= STATED GOAL =
Can you repeat the lines below word for word, starting at the line that contains "Where exactly is the vegetation" and stopping after the line that contains "533,134 -> 1200,520"? Leave out the pictures.

begin DATASET EXCERPTS

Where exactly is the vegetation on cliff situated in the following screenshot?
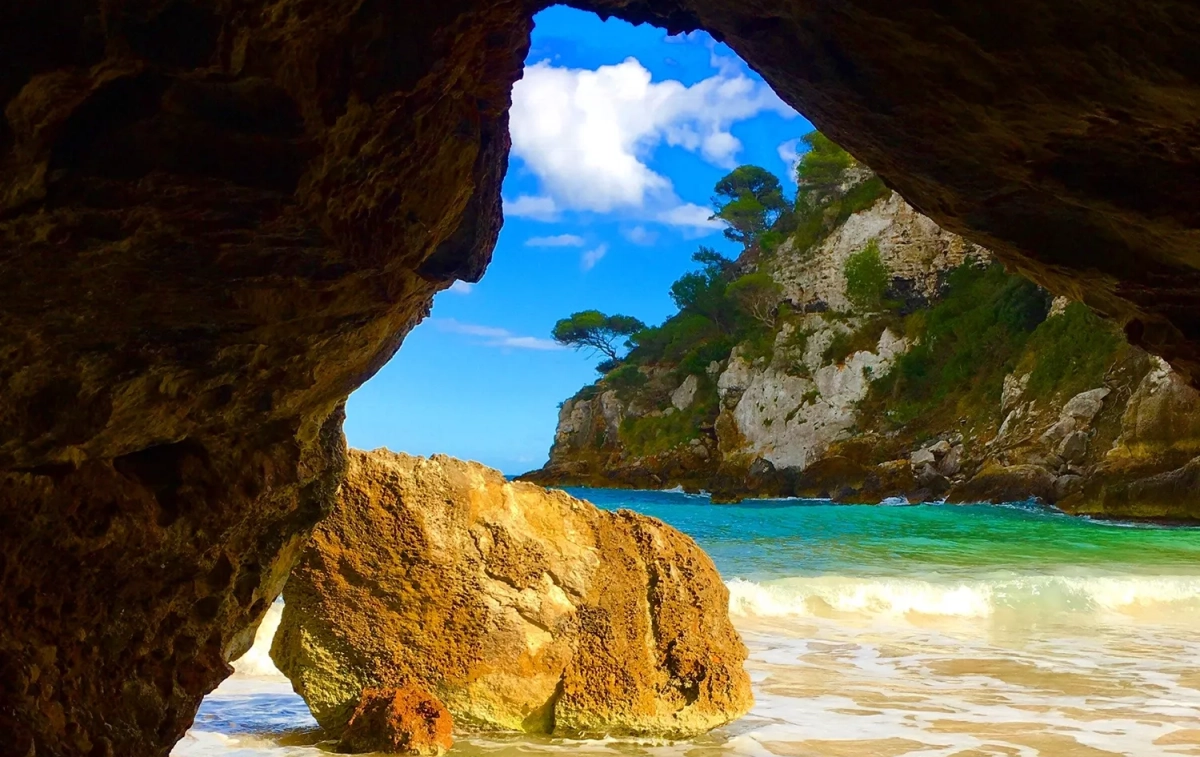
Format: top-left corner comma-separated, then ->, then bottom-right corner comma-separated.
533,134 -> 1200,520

end DATASET EXCERPTS
begin DATASET EXCERPTS

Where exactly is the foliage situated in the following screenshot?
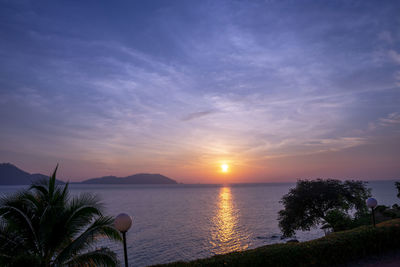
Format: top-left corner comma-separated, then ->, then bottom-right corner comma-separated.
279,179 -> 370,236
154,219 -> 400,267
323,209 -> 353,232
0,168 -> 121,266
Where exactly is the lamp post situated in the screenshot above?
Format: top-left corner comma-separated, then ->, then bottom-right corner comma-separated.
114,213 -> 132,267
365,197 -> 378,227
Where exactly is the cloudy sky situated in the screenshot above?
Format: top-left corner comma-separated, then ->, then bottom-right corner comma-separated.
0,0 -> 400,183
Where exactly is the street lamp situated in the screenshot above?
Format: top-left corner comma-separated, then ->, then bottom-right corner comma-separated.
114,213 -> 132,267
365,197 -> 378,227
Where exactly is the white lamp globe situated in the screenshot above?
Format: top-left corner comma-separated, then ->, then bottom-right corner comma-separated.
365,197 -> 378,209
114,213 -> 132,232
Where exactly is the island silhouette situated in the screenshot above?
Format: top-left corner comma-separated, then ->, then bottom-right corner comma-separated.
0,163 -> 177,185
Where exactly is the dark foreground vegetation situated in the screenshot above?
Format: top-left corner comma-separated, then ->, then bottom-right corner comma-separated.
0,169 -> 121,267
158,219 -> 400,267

end DATASET EXCERPTS

= COMPLETED TASK =
Where exactly is the vegetation on cliff situated in the following screenshot?
Format: top-left corner comma-separated, then ->, then bottom-right corner comma-separated.
533,134 -> 1200,520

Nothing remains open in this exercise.